■ **WHAT THE EXERCISE ASKS**:
Using the records below, repeat exactly the lines from the one holding "Target: player heading the ball" through the one holding "Target: red shorts", both ends included, and no others.

■ **EXERCISE INPUT**:
....

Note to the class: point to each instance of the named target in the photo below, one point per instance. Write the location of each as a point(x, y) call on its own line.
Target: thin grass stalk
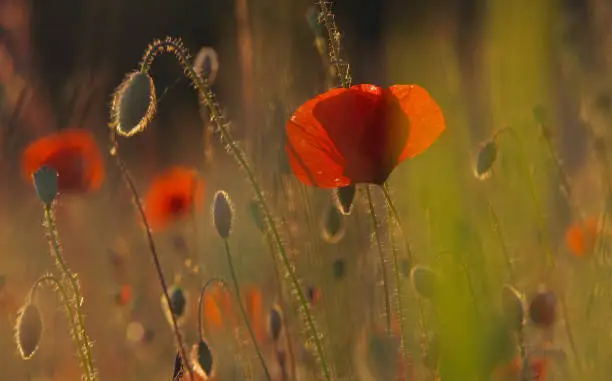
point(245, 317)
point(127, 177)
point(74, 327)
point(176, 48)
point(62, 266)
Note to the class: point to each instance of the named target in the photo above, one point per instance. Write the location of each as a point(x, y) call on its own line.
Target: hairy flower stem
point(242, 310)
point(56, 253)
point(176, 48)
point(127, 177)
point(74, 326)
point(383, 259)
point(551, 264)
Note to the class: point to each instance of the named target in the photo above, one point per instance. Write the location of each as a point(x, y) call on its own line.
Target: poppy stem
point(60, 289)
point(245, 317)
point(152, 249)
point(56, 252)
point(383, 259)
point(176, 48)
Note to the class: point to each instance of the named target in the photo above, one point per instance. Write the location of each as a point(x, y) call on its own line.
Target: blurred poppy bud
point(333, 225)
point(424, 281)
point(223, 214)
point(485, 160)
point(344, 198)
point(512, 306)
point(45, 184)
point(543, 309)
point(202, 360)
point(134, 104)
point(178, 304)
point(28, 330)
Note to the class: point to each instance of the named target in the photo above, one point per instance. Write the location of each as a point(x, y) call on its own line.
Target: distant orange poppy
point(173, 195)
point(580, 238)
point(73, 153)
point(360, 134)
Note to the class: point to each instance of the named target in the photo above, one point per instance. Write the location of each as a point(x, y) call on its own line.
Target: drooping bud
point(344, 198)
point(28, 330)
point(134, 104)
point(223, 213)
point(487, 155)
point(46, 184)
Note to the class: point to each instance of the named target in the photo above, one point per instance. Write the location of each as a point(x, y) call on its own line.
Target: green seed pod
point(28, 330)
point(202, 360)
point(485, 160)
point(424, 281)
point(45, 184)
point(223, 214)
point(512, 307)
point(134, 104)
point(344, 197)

....

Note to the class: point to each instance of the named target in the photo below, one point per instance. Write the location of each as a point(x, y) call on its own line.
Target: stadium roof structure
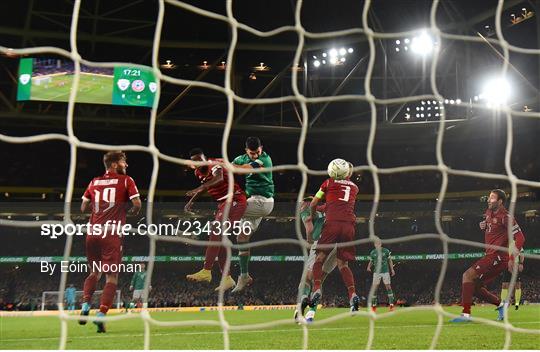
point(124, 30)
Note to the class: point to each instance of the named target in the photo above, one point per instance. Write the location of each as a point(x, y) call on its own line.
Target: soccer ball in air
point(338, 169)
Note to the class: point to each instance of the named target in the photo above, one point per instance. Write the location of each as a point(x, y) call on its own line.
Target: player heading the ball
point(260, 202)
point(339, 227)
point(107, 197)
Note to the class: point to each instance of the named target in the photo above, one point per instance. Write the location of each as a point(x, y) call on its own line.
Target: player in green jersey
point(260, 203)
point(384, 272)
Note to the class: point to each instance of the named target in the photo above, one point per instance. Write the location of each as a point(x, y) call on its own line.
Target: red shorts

....

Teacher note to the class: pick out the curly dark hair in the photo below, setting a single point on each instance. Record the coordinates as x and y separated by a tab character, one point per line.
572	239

....

■ **OUTPUT**:
Target: player heading the ball
point(260, 202)
point(339, 227)
point(107, 197)
Note to the class: point to each instance of the named target in the photo above, one point per instance. Write the location of each as a point(x, y) call on its own line.
Target: player in green jersey
point(260, 203)
point(384, 272)
Note to the class: point to each instance of the named target in the photo above, one point per instance. Write the location of each as a point(x, y) call on its own line.
Target: red shorts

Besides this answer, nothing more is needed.